[What to do]:
A: Answer these from the panic disorder text:
(i) Which two treatments have proved effective for panic disorder?
(ii) How many sessions did the manual-guided cognitive-behavioral therapy have?
(iii) What daily dose of paroxetine was given?
B: Copy the panic disorder text word for word, starting at "Background: Both cognitive-behavioral" and ending at "therapy plus placebo.".
C: Pick up the panic disorder text where it stops and keep writing.

====== Given text ======

Background: Both cognitive-behavioral therapy and treatment with selective serotonin reuptake inhibitors (SSRIs) have proved to be effective in the treatment of panic disorder. The present study examined the effects of paroxetine added to continued cognitive-behavioral therapy in patients who were unsuccessfully treated with initial cognitive-behavioral therapy alone.
Method: 161 patients with panic disorder with or without agoraphobia (DSM-IV criteria) underwent a manual-guided cognitive-behavioral therapy of 15 sessions. Forty-three unsuccessfully treated patients from this group were included in a double-blind, placebo-controlled, next-step treatment study consisting of continued cognitive-behavioral therapy plus adjunctive paroxetine at a dose of 40 mg/day or continued cognitive-behavioral therapy plus placebo.

====== Excerpted data ======

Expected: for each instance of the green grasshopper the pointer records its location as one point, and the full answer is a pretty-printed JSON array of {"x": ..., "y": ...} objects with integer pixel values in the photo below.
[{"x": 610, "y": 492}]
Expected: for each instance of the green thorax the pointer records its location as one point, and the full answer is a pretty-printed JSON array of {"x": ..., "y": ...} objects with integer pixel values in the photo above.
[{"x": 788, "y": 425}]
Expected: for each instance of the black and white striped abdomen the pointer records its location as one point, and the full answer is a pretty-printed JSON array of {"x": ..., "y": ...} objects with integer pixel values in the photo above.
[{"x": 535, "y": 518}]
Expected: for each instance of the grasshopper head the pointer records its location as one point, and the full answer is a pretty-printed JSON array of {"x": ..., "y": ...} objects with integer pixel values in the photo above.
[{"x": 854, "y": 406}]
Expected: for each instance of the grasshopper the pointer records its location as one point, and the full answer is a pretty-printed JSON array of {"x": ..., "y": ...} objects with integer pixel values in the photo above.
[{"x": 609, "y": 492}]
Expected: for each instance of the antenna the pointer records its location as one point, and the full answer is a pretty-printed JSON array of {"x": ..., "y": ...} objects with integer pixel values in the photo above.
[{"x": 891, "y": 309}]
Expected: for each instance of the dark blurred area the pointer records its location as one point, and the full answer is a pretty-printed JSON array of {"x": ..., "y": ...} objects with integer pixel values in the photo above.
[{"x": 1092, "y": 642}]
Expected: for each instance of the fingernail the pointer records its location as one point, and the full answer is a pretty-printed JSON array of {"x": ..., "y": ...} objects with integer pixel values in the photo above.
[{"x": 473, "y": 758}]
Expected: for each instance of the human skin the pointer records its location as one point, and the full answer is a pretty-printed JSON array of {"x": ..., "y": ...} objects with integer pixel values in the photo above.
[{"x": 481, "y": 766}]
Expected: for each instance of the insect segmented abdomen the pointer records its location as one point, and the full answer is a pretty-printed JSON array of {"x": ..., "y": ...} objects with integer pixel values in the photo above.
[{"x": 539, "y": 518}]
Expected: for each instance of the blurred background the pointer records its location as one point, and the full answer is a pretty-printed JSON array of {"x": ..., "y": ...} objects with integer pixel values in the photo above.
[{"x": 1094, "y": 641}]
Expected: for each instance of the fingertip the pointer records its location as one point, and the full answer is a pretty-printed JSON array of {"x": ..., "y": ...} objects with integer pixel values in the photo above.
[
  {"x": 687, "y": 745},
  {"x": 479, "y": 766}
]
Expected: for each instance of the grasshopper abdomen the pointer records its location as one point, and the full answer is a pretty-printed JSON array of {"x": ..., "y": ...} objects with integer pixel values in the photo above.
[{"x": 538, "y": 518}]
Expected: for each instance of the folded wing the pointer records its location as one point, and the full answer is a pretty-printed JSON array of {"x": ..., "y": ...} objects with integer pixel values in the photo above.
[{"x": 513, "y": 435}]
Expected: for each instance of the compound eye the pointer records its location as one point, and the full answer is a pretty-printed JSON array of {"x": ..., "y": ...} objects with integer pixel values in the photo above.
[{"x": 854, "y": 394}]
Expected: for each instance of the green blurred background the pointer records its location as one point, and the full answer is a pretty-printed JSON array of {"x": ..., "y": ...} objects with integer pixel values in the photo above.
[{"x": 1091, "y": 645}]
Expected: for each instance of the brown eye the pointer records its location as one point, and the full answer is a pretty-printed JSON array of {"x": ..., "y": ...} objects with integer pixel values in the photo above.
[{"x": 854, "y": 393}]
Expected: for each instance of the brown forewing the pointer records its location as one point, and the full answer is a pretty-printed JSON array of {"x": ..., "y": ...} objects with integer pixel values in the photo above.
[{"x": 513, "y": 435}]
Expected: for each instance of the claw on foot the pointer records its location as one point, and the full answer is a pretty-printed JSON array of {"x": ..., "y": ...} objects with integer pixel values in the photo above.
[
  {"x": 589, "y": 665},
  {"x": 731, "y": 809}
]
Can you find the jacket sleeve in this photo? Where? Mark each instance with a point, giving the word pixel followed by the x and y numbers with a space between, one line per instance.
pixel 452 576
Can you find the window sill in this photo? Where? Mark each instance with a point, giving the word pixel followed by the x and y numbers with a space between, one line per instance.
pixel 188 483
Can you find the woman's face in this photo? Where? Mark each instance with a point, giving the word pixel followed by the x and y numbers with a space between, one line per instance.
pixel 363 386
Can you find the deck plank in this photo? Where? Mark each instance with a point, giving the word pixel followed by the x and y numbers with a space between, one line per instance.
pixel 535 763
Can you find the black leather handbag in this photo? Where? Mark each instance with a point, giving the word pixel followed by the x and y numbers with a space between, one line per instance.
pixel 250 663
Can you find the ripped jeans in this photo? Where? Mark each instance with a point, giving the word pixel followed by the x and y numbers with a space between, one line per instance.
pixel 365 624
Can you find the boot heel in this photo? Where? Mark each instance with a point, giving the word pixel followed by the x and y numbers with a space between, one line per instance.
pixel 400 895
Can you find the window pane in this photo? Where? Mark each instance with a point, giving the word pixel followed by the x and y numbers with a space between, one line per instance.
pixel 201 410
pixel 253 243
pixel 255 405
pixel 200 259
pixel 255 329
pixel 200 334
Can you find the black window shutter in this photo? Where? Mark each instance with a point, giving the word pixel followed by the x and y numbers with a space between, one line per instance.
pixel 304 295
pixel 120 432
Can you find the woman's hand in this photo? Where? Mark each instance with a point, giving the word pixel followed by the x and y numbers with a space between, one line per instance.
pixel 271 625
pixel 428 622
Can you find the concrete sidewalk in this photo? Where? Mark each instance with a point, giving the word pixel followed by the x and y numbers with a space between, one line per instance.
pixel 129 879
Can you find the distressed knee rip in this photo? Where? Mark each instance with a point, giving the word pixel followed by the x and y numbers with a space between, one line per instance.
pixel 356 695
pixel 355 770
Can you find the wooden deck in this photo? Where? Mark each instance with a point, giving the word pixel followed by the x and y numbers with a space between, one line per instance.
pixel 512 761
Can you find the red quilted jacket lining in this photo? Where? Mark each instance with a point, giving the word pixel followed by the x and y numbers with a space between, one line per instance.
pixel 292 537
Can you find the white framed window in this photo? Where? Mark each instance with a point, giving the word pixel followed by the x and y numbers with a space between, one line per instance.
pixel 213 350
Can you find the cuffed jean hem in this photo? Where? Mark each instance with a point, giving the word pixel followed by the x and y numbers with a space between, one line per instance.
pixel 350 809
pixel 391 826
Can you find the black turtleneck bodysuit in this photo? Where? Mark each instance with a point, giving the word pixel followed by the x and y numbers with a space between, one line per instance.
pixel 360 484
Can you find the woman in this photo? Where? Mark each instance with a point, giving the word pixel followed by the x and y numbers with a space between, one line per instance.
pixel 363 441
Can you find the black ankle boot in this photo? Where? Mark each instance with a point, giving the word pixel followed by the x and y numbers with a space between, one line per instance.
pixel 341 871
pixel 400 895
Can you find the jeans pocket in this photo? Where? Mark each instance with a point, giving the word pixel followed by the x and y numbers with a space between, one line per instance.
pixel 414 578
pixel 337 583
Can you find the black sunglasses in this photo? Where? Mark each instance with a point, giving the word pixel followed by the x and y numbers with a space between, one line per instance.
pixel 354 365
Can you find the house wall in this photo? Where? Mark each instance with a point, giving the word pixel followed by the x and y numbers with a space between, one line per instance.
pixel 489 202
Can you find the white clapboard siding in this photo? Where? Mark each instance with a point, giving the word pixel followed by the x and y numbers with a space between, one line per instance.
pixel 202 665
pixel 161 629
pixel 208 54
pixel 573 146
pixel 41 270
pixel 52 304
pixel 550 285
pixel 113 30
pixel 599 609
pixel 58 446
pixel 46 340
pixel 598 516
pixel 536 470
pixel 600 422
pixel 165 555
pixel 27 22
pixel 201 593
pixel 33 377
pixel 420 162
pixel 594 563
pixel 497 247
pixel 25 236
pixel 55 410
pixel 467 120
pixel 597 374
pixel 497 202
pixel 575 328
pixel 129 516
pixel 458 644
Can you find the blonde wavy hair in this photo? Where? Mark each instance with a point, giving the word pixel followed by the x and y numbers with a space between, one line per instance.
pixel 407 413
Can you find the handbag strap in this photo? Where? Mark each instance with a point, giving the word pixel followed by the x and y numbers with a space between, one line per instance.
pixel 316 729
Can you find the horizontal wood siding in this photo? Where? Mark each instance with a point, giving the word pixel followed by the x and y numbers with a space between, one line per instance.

======

[Set of answers]:
A:
(i) Cognitive-behavioral therapy and treatment with selective serotonin reuptake inhibitors (SSRIs)
(ii) 15 sessions
(iii) 40 mg/day

B:
Background: Both cognitive-behavioral therapy and treatment with selective serotonin reuptake inhibitors (SSRIs) have proved to be effective in the treatment of panic disorder. The present study examined the effects of paroxetine added to continued cognitive-behavioral therapy in patients who were unsuccessfully treated with initial cognitive-behavioral therapy alone.
Method: 161 patients with panic disorder with or without agoraphobia (DSM-IV criteria) underwent a manual-guided cognitive-behavioral therapy of 15 sessions. Forty-three unsuccessfully treated patients from this group were included in a double-blind, placebo-controlled, next-step treatment study consisting of continued cognitive-behavioral therapy plus adjunctive paroxetine at a dose of 40 mg/day or continued cognitive-behavioral therapy plus placebo.

C:
Results: Overall, patients in the cognitive-behavioral therapy plus paroxetine condition improved significantly on agoraphobic behavior (p<.05) and anxiety discomfort (p<.01), whereas patients in the cognitive-behavioral therapy plus placebo condition did not. Effect sizes in the cognitive-behavioral therapy plus paroxetine condition ranged from 1.0 to 1.8 and in the cognitive-behavioral therapy plus placebo condition, from 0.4 to 1.0.
Conclusion: Patients with panic disorder who are unsuccessfully treated with initial cognitive-behavioral therapy may benefit from the addition of an SSRI as a second treatment modality. The importance of timely evaluation of treatment results is emphasized.